Step 1: Extracting the information from “genres.list”¶

The goal of this step is to extract the movie titles and their production year from “movies.list”, and store the extracted data into a dataframe. Dataframe (from the python package pandas) is one of the key tools that is commonly used for data profiling and cleaning. To extract the desired information from the text, we rely on regular expressions which are implemented in the python package “re”.

In [6]:

import re
import pandas as pd

with open("./data/genres.list") as genres_file:
	raw_content = genres_file.readlines()
	genres_list = []
	content = raw_content[382:]
	for line in content:
		m = re.match(r'"?(.*[^"])"? \(((?:\d|\?){4})(?:/\w*)?\).*\s((?:\w|-)+)', line.strip())
		genres_list.append([m.group(1), m.group(2), m.group(3)])
	genres_data = pd.DataFrame(genres_list, columns=['movie', 'year', 'genre'])

Step 2: Extracting the information from “ratings.list”

In [7]:

with open("./data/ratings.list") as ratings_file:
	raw_content = ratings_file.readlines()
	ratings_list = []
	content = raw_content[28:]
	for line in content:
		m = re.match(r'(?:\d|\.|\*){10}\s+\d+\s+(1?\d\.\d)\s"?(.*[^"])"? \(((?:\d|\?){4})(?:/\w*)?\)', line.strip())
		if m is None: continue
		ratings_list.append([m.group(2), m.group(3), m.group(1)])
	ratings_data = pd.DataFrame(ratings_list, columns=['movie', 'year', 'rating'])

Note that one has to repeat the information extraction procedure for other data files as well if he is interested in their content. For now (and to keep the tutorial simple), we assume that we are only interested in genres and ratings of movies. The above code snippets store the extracted data on these two attributes into two dataframes (namely, genres_list and ratings_list).

Part 3: Data Profiling & Cleaning

The high-level goal in this stage of data prepration is to look into the data that we have acquired and extracted so far. This helps us to get familiar with data, understand in what ways the data needs cleaning or transformation, and finally enables us to prepare the data for the following steps of the data integration task.

Step 1: Loading the “Kaggle 5000 Movie Dataset”

[Information supplied]

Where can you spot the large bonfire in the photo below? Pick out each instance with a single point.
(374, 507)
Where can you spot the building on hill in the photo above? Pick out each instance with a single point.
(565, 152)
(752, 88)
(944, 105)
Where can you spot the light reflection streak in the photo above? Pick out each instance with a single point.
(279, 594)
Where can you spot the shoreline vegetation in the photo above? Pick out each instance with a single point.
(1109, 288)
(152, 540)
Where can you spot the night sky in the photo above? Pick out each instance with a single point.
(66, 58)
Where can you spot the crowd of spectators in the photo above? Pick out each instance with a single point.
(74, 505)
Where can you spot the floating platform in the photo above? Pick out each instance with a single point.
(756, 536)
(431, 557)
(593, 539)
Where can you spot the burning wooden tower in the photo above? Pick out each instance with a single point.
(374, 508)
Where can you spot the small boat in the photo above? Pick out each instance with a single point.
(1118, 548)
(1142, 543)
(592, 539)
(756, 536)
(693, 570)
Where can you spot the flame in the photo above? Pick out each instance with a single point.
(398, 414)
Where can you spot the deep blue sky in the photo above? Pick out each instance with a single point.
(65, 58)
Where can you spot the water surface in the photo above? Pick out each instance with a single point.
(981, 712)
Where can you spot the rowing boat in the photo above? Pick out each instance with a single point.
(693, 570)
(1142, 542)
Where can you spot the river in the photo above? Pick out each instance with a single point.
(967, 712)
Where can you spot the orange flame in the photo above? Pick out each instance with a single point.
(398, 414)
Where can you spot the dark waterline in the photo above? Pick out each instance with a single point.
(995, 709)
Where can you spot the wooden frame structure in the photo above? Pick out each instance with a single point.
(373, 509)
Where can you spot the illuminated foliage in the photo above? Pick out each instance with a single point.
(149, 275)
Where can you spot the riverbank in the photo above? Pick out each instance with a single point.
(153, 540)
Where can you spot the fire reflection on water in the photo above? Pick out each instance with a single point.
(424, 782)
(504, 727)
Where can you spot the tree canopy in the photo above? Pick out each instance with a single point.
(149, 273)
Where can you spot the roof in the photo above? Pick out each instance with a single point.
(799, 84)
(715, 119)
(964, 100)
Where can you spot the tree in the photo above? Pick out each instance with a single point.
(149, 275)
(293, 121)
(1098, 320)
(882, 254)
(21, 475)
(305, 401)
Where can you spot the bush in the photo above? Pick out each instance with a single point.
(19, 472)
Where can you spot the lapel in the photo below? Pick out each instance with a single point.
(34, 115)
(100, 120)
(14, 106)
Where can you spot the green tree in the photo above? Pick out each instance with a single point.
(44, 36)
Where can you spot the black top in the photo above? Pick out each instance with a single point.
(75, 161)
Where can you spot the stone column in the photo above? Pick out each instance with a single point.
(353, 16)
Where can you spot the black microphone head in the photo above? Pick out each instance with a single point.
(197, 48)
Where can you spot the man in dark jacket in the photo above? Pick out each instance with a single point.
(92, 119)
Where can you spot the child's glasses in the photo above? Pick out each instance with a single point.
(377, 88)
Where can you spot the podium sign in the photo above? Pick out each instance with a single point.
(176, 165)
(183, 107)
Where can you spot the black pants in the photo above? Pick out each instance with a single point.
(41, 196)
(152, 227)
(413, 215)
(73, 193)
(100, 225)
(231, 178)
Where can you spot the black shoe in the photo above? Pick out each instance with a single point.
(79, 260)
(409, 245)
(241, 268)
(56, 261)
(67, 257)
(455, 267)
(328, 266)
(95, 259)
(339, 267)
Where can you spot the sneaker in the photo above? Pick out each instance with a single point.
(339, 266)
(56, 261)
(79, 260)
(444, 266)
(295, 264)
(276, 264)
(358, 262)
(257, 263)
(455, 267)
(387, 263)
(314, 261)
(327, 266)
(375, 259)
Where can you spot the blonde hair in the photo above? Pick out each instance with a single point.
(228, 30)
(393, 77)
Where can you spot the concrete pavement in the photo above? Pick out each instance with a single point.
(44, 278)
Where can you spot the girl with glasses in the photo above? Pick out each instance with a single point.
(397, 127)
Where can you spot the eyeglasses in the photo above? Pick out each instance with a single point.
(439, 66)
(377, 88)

[Task goal]
List each distinct column name that the code in the tutorial text assigns to its dataframes, giving each name only once.

[Expected answer]
movie, year, genre, rating